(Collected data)
-- Opening Marker --
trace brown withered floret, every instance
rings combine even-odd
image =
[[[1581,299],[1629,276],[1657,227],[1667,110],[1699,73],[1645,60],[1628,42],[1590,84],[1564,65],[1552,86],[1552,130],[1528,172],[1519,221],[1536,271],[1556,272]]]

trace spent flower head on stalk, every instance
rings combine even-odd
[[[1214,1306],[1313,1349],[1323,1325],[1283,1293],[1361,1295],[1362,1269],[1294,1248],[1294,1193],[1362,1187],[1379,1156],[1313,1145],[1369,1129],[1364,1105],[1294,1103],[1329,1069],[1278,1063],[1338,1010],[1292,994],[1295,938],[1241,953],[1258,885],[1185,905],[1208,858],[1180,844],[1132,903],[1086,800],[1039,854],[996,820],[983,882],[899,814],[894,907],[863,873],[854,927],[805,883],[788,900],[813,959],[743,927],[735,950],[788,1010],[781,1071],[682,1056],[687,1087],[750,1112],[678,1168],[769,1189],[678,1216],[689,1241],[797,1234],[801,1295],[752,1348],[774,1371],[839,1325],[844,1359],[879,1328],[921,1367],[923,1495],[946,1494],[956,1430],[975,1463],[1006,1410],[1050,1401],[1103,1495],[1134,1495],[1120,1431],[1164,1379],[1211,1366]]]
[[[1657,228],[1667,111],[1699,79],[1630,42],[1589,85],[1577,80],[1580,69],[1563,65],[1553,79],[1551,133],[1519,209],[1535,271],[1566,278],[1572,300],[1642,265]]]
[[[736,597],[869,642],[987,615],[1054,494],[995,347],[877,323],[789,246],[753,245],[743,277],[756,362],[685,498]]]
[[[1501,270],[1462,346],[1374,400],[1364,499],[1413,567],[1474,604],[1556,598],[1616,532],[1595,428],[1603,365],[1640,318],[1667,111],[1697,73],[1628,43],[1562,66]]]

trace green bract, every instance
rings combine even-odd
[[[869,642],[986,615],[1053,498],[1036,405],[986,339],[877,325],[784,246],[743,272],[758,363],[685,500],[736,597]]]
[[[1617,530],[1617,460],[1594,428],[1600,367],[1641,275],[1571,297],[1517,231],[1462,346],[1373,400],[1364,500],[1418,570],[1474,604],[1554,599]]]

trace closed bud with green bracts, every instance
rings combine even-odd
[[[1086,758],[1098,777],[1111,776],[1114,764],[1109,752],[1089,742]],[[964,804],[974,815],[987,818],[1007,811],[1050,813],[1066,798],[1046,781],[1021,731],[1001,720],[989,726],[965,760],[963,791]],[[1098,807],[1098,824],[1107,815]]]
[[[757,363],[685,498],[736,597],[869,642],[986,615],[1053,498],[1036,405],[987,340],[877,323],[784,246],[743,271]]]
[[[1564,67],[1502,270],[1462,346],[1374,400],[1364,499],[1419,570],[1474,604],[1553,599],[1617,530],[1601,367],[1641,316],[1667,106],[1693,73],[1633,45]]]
-- Closing Marker --
> _Brief_
Go line by line through the data and copy any that contain "instance".

> _Exercise output_
trace brown withered floret, every instance
trace spent flower head on stalk, every instance
trace green bract, every instance
trace closed bud with green bracts, every instance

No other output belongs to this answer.